## 节选内容
---+---

Llama3 服务器启动文件 ( llamasvr.py ):

from http.server import BaseHTTPRequestHandler, HTTPServer
import json
from llama_cpp import Llama
# 加载 Llama 模型
llm = Llama(model_path="/app/Llama-3-ELYZA-JP-8B-q4_k_m.gguf", n_ctx=4098)
class LlamaServer(BaseHTTPRequestHandler):
    def do_POST(self):
        content_length = int(self.headers['Content-Length'])
        post_data = self.rfile.read(content_length)
        data = json.loads(post_data)
        # 解析输入文本
        input_text = data.get('input_text', '')
        # 调用 Llama 模型生成回复
        result = llm.generate(input_text)
        # 返回生成的结果
        self.send_response(200)
        self.send_header('Content-Type', 'application/json')
        self.end_headers()
        self.wfile.write(json.dumps({"generated_text": result}).encode('utf-8'))
def run():
    server_address = ('', 8000)
    httpd = HTTPServer(server_address, LlamaServer)
    print('Running Llama server...')
    httpd.serve_forever()
if __name__ == '__main__':
    run()

# 构建和启动容器

使用以下命令构建并启动容器:

# 构建并启动服务
docker-compose up --build

# 在 Node-RED 中配置流程

  1. 打开 Node-RED(默认在 http://localhost:1880 )。

  2. 添加以下节点:

    • inject 节点:用于触发请求。
    • function 节点:设置请求的 JSON 数据,例如 {"input_text": "Hello Llama3"}
    • http request 节点:设置 URL 为 http://llama3_container:8000 ,请求方法为 POST
    • debug 节点:查看返回的结果。

    function 节点代码

    [
        {
            "id": "f6f2187d.f17ca8",
            "type": "tab",
            "label": "Flow 1",
            "disabled": false,
            "info": ""
        },
        {
            "id": "inject_trigger",
            "type": "inject",
            "z": "f6f2187d.f17ca8",
            "name": "Trigger Request",
            "props": [
                {
                    "p": "payload"
                }
            ],
            "repeat": "",
            "crontab": "",
            "once": false,
            "onceDelay": 0.1,
            "topic": "",
            "payload": "",
            "payloadType": "date",
            "x": 160,
            "y": 140,
            "wires": [
                [
                    "set_payload"

---+---

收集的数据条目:
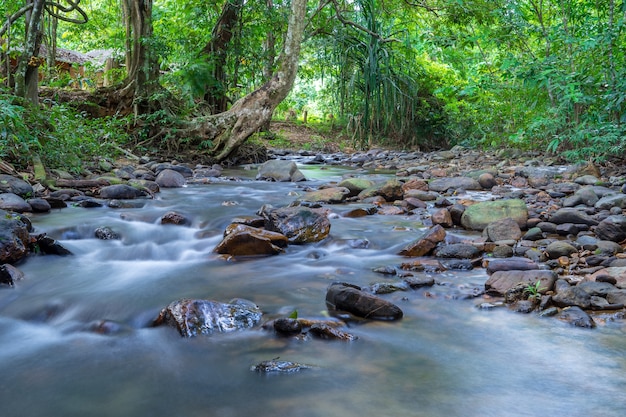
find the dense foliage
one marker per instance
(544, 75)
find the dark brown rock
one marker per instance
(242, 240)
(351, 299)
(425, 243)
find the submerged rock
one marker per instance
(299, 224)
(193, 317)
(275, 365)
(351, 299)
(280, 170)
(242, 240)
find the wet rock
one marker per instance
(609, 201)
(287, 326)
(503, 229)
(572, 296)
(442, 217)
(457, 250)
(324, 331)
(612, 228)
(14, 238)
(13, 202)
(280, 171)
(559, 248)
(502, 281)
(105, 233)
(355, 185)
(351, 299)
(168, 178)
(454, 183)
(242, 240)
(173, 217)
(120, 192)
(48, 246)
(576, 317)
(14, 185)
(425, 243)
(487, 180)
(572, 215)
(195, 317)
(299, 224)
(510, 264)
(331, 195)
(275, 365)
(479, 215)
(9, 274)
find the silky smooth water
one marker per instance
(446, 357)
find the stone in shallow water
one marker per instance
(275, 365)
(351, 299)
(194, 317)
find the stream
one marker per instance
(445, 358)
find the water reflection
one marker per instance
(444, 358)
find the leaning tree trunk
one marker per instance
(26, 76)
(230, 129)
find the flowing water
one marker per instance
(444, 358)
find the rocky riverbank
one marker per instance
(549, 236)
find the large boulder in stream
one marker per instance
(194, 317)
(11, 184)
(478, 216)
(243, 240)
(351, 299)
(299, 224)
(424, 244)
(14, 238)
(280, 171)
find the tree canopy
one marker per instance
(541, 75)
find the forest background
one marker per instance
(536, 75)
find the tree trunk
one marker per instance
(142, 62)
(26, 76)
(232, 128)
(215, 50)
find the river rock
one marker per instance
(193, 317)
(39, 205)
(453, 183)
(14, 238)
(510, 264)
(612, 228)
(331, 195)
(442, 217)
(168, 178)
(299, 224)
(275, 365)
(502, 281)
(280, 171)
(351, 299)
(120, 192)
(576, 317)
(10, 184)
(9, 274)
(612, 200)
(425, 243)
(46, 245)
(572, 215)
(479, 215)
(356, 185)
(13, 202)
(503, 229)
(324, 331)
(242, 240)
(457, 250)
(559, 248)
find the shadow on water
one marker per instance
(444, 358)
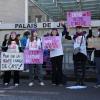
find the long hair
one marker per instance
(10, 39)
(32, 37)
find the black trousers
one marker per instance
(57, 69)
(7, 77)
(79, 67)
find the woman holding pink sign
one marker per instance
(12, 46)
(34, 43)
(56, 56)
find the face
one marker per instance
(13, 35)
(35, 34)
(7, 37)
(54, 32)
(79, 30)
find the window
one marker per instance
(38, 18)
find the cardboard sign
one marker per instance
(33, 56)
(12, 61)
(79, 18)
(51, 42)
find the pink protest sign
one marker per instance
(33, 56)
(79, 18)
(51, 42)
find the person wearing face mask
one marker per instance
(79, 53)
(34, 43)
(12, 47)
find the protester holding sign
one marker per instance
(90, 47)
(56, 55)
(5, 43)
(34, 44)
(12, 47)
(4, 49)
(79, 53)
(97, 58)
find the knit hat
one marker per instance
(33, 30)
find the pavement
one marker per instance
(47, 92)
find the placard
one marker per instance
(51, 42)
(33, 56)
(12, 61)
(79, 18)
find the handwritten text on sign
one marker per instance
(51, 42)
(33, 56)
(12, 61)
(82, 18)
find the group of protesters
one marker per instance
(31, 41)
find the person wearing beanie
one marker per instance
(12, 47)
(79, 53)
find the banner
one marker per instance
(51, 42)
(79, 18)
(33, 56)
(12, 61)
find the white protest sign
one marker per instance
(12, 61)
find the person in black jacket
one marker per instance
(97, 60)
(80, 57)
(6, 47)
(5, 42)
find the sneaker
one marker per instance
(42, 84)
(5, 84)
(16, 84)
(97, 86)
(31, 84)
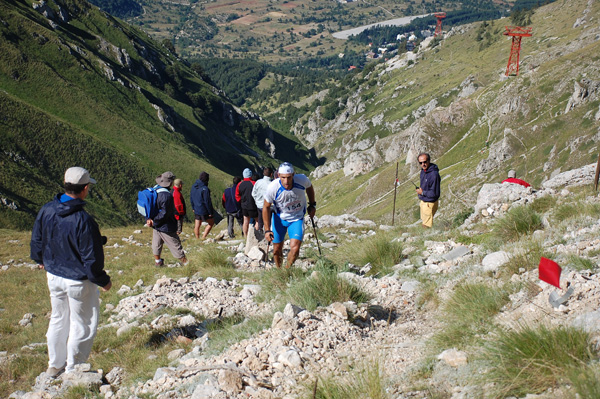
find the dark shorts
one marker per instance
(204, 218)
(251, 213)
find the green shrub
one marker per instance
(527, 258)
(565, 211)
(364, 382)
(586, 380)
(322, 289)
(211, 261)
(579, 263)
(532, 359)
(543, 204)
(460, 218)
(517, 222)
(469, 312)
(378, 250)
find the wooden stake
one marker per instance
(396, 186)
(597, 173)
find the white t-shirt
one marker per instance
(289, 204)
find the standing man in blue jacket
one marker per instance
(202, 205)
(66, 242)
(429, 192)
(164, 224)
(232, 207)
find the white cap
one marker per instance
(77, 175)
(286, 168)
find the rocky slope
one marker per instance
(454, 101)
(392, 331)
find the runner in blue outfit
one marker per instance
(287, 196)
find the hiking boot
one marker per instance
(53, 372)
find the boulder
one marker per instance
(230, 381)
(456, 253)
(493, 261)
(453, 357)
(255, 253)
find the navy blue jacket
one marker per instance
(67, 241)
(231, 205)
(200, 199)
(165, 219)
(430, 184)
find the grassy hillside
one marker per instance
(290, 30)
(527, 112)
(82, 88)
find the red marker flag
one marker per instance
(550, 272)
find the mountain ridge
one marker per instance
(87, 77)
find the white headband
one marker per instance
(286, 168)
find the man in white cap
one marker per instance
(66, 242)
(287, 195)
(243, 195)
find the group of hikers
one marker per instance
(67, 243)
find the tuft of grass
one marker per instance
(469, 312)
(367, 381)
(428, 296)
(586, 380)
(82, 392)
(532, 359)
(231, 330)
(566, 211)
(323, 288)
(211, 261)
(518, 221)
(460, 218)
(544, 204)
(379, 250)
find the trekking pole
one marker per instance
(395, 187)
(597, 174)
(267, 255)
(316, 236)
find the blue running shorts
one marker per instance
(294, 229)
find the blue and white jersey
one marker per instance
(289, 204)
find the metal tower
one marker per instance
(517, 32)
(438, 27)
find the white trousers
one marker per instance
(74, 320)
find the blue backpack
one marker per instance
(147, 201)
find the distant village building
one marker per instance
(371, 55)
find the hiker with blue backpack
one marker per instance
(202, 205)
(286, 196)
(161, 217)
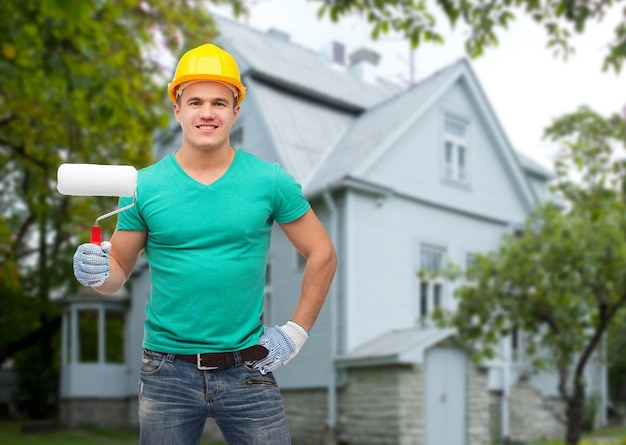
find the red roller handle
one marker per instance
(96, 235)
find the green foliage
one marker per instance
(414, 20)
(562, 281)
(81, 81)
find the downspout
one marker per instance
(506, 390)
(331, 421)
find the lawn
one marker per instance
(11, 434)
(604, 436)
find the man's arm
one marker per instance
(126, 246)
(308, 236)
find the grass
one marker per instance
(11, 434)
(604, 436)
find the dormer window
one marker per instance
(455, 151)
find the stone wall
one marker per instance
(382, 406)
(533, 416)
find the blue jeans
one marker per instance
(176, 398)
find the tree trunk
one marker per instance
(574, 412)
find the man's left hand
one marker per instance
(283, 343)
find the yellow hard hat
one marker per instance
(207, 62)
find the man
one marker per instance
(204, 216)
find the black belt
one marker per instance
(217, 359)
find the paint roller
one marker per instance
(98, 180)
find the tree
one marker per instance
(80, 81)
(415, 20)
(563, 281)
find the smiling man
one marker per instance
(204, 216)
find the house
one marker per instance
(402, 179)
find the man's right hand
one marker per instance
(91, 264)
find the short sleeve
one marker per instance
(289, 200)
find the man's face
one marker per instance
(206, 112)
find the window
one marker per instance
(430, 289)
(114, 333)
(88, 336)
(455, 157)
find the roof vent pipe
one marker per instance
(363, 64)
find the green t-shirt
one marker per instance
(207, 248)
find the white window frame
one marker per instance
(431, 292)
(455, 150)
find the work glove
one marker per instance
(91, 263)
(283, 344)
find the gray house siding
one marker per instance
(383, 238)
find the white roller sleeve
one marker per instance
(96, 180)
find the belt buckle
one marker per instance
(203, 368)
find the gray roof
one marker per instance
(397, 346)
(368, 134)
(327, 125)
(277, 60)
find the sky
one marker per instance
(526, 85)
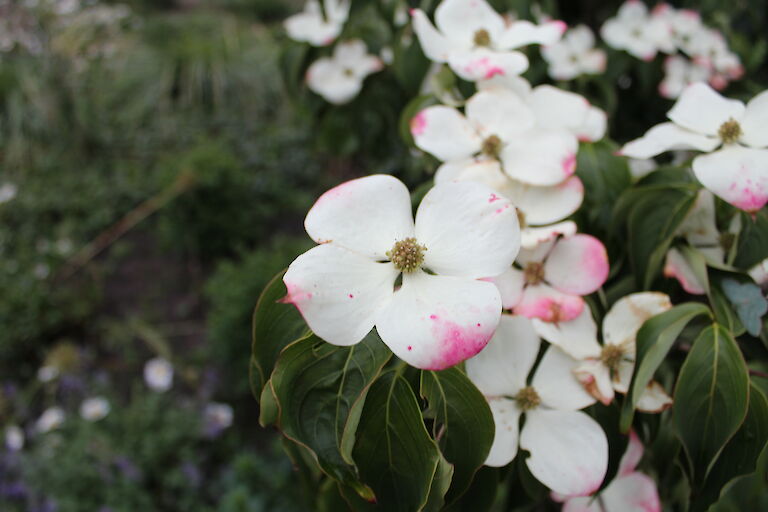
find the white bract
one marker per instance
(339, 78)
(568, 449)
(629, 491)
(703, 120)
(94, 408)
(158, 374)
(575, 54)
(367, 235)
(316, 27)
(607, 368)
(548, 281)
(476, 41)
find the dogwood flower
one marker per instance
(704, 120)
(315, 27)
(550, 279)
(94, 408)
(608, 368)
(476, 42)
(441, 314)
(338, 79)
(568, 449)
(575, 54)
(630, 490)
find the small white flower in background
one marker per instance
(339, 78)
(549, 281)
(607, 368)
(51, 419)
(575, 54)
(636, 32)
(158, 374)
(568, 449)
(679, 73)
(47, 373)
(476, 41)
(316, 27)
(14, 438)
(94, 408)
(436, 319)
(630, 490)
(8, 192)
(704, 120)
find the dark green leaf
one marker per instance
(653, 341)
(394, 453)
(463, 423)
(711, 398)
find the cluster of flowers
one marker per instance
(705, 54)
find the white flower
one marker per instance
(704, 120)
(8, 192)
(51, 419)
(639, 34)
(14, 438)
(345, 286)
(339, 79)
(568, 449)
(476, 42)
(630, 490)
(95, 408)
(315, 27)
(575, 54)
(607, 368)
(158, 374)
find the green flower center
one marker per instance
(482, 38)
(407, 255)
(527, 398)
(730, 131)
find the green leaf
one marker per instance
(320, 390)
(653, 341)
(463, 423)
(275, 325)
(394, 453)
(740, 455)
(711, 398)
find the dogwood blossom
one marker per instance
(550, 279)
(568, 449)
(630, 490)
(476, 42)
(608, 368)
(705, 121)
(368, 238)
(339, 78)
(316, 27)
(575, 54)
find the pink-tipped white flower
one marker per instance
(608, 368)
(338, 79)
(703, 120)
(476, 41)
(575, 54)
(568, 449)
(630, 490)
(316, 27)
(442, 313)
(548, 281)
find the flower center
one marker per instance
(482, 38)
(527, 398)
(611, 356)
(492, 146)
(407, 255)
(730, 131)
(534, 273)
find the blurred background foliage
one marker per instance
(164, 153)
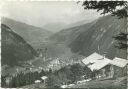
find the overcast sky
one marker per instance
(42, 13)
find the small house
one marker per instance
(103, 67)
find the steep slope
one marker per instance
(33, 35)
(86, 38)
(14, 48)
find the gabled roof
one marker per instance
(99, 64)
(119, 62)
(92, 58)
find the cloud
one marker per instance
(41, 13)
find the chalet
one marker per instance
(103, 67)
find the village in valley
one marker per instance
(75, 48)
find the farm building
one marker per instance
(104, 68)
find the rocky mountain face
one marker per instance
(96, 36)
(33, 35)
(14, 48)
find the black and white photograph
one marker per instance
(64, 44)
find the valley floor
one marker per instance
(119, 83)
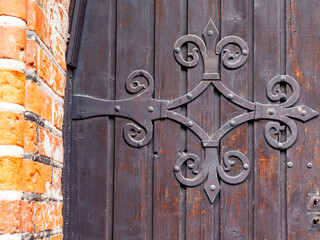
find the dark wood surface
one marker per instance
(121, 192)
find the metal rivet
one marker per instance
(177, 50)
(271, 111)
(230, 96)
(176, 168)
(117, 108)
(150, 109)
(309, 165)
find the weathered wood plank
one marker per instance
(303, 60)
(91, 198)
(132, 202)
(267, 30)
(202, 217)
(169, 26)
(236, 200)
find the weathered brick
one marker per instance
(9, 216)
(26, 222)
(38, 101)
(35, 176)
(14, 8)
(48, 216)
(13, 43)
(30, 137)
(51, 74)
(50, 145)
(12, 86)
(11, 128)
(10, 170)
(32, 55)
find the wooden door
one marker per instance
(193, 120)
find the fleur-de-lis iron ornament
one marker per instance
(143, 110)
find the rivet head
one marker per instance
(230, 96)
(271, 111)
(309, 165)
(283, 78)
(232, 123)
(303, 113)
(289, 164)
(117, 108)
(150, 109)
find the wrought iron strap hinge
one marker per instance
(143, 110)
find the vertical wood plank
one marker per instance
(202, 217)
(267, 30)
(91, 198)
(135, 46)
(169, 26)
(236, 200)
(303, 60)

---+---

## 任务要求
根据上面关于 Llama3 与 Node-RED 的节选回答：
1. 服务器绑定在哪个端口上？
2. 构建并启动服务用的是哪条命令？
3. Node-RED 默认在哪个地址打开？

## 参考答案
1. 8000
2. docker-compose up --build
3. http://localhost:1880